• **Kutipan Bacaan**
KUNINGAN (MASS) – Munculnya kesadaran global dan solidaritas terhadap isu-isu hak asasi manusia dan keadilan sosial semakin meningkat di kalangan anak muda. Itu alasan kenapa Protes Mahasiswa di Amerika Begitu Masif. Bagaimana dengan anak muda di Indonesia?
Solidaritas mahasiswa Amerika terhadap Palestina sangat mengejutkan banyak pihak. Aksi mereka dalam bentuk protes dan mendirikan tenda meminta dihentikan Genosida Israel terhadap Gaza dan Palestinian tersebut disikapi dengan tindakan represif polisi AS.
Tercatat lebih dari 100 Universitas yang tersebar dari Pantai timur sampai Barat negara bagian AS melakukan aksi penghentian Perang oleh Israel terhadap masyarakat Palestina khususnya Gaza.
Koalisi yang melibatkan lebih dari 100 lembaga pendidikan itu, termasuk perguruan tinggi umum, swasta, berbasis agama, dan kolese bersejarah kulit hitam, telah terbentuk untuk mengatasi situasi antara Israel dan Gaza.

• **Deskripsi Tugas**
Tuliskan kembali secara persis bagian teks tentang protes mahasiswa di Amerika, mulai dari "Solidaritas mahasiswa Amerika" dan berakhir pada "represif polisi AS.". Baris-baris data tidak diperlukan untuk pengerjaan ini.

• **Data**

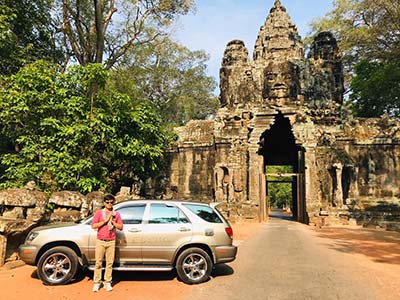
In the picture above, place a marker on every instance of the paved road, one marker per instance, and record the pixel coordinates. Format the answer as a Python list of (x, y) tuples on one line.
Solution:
[(288, 260)]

• **Jawaban**
Solidaritas mahasiswa Amerika terhadap Palestina sangat mengejutkan banyak pihak. Aksi mereka dalam bentuk protes dan mendirikan tenda meminta dihentikan Genosida Israel terhadap Gaza dan Palestinian tersebut disikapi dengan tindakan represif polisi AS.